▸ **DATA EXTRACTS**:
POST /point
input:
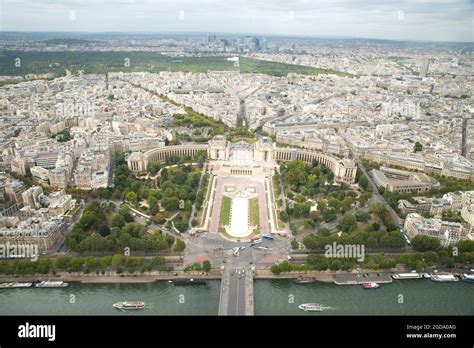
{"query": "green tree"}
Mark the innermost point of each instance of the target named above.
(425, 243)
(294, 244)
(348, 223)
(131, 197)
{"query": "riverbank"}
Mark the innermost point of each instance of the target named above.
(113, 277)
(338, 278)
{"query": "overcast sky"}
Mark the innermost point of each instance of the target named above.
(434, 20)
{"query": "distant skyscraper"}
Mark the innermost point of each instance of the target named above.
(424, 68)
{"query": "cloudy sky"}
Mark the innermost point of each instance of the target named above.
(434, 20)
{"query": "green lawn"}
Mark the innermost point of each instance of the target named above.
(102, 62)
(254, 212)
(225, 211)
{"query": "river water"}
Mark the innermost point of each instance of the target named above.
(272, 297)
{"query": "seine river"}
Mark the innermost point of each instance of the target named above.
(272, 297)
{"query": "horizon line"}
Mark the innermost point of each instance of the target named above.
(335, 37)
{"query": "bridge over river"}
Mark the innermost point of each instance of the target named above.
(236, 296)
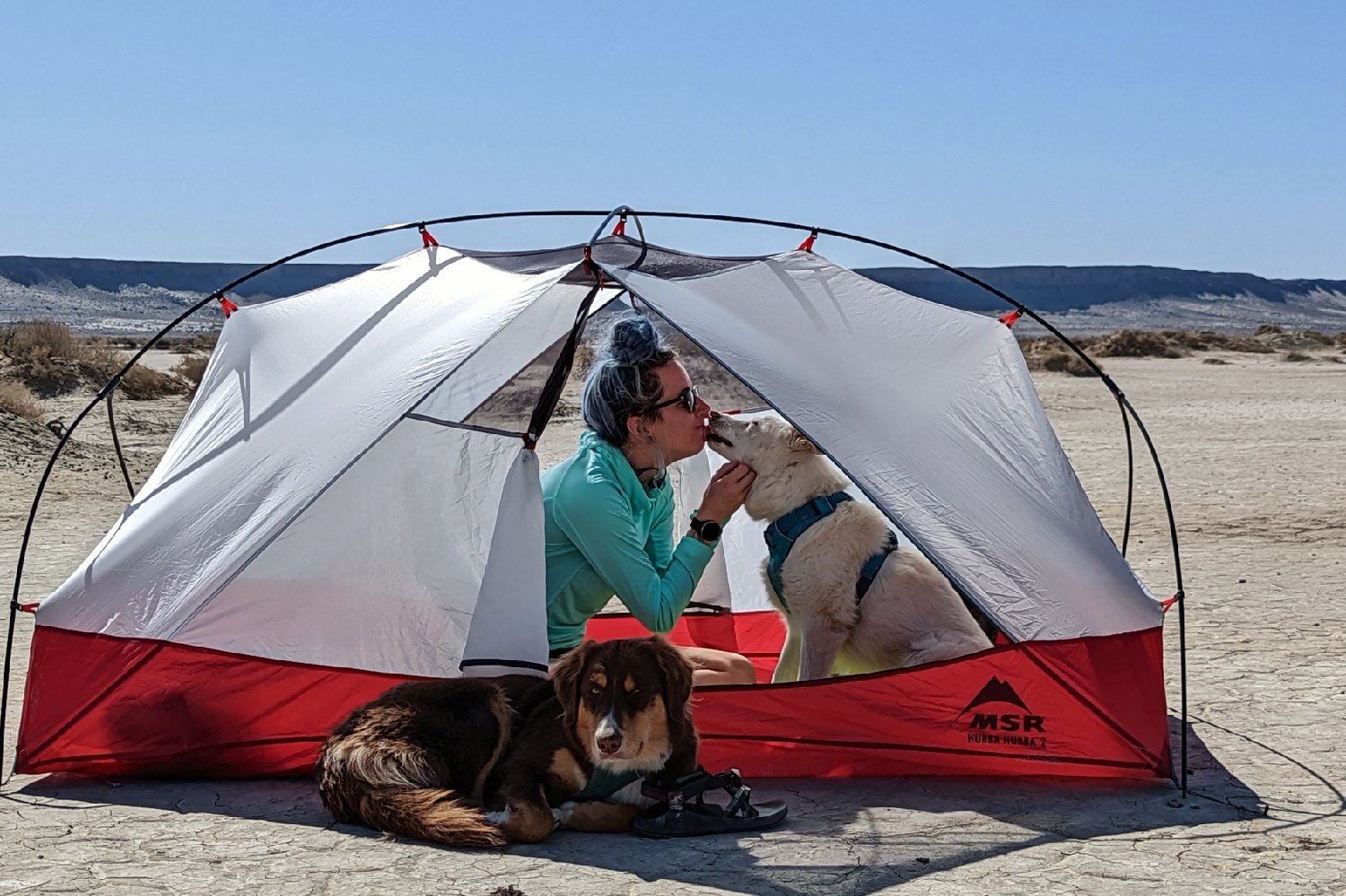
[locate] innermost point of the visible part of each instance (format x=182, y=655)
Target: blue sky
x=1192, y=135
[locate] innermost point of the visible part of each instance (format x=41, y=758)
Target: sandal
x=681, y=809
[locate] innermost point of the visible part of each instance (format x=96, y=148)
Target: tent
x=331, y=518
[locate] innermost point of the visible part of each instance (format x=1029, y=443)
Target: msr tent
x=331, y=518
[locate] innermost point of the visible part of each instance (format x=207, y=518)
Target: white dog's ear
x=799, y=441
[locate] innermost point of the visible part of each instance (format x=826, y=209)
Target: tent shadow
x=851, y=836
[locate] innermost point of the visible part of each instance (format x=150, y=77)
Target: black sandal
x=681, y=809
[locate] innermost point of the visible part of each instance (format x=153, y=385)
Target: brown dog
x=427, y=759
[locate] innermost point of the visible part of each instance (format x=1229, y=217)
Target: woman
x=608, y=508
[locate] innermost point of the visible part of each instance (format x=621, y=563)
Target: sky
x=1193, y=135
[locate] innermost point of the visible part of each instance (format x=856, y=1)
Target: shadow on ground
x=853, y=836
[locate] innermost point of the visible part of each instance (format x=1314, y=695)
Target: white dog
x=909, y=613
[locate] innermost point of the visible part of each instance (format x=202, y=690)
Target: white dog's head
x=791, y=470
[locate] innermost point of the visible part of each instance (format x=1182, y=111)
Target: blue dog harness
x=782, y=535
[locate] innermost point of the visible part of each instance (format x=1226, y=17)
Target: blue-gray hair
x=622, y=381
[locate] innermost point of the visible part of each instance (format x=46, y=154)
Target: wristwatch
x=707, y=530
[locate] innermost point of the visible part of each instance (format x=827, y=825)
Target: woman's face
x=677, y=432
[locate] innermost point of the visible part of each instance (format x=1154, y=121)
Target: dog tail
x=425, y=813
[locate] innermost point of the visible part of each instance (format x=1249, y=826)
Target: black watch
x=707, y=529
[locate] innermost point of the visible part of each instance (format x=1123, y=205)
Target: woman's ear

▸ **THE PROBLEM**: Within the listing above, give again exactly every line from the line with "Target: wristwatch" through the line with "(format x=1154, y=121)", both included, and no other line.

▸ **FINISHED EXERCISE**:
Target: wristwatch
x=707, y=530
[locate] innermost point of the visible part of each instance (format x=827, y=825)
Target: woman's face
x=677, y=432
[locate] innermost point of the visible part of each instance (format x=1154, y=121)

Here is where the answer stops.